**Stored items:**

- - - - -

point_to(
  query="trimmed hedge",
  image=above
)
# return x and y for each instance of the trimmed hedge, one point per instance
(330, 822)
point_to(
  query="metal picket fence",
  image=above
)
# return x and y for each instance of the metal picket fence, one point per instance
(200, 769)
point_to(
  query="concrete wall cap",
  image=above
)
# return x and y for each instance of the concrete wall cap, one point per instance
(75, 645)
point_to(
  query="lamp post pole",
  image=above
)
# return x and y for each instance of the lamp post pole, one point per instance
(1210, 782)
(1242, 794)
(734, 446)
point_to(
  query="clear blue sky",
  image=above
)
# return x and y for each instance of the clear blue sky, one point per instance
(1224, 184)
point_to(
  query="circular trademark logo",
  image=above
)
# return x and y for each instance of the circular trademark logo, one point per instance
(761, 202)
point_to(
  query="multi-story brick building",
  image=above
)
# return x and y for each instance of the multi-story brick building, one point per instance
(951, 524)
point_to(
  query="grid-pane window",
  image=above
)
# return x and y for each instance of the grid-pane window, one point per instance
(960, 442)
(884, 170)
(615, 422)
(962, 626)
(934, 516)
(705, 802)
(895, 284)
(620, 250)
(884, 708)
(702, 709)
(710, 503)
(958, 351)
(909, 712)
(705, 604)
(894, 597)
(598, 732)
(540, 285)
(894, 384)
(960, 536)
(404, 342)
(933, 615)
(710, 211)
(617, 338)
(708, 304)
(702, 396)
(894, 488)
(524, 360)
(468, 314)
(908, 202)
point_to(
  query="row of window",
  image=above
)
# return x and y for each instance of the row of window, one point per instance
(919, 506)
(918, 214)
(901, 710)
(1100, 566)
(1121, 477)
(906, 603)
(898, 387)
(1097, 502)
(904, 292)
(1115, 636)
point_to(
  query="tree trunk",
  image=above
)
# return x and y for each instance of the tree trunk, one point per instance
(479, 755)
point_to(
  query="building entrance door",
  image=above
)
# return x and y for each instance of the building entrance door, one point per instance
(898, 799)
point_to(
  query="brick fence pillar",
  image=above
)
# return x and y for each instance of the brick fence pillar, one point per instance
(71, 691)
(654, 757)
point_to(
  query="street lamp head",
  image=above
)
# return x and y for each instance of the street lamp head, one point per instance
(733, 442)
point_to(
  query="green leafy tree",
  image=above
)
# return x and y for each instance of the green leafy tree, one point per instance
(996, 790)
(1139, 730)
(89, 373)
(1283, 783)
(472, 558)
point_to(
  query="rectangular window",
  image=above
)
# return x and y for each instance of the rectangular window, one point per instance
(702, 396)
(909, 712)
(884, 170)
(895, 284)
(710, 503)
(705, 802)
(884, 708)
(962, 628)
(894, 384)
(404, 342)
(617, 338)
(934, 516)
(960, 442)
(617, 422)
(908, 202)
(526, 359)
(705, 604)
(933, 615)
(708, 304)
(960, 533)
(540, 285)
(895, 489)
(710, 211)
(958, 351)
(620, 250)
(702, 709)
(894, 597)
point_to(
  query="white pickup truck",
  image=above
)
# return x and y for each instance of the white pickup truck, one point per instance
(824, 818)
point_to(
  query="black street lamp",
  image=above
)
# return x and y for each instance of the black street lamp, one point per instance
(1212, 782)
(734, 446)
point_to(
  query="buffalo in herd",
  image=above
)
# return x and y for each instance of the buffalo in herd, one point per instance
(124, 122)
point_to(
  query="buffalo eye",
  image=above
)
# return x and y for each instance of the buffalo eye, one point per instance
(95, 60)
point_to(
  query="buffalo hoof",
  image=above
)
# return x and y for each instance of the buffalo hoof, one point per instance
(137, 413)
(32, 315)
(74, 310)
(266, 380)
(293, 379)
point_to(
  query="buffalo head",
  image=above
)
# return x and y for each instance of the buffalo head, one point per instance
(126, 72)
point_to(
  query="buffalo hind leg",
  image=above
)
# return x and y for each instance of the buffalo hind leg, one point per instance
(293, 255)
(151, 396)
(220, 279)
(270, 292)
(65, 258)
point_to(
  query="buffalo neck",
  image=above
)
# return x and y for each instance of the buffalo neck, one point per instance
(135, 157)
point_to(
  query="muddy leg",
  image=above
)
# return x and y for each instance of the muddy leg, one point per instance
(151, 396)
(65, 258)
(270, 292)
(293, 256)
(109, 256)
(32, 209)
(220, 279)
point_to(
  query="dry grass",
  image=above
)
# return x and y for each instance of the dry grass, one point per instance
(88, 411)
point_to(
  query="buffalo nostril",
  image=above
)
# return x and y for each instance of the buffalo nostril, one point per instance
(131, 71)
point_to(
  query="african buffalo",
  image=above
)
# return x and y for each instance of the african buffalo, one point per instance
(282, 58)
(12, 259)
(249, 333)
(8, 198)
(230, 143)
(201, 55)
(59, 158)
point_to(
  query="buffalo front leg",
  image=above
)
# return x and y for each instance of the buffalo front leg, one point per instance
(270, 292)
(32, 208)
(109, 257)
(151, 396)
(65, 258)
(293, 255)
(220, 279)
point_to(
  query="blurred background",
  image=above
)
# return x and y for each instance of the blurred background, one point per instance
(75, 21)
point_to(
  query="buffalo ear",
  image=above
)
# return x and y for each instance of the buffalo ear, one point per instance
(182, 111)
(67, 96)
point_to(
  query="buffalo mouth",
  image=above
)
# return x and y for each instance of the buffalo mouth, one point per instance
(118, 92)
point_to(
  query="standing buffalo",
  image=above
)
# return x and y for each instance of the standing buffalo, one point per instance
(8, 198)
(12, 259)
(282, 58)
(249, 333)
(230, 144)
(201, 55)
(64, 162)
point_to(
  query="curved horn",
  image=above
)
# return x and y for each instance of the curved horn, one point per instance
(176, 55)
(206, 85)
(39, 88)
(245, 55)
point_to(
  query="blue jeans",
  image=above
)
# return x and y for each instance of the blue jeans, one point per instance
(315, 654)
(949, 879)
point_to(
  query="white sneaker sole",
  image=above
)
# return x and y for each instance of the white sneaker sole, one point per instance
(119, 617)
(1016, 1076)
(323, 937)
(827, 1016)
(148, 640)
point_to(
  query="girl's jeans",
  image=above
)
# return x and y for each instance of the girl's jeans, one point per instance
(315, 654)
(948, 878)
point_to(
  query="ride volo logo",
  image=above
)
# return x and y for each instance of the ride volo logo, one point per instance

- - - - -

**Description of the task:** Whenever a line in the entries above includes the word "ride", pull that line out.

**Response to this exercise:**
  query="ride volo logo",
# return x and y for each instance of the ride volo logo, one point per instance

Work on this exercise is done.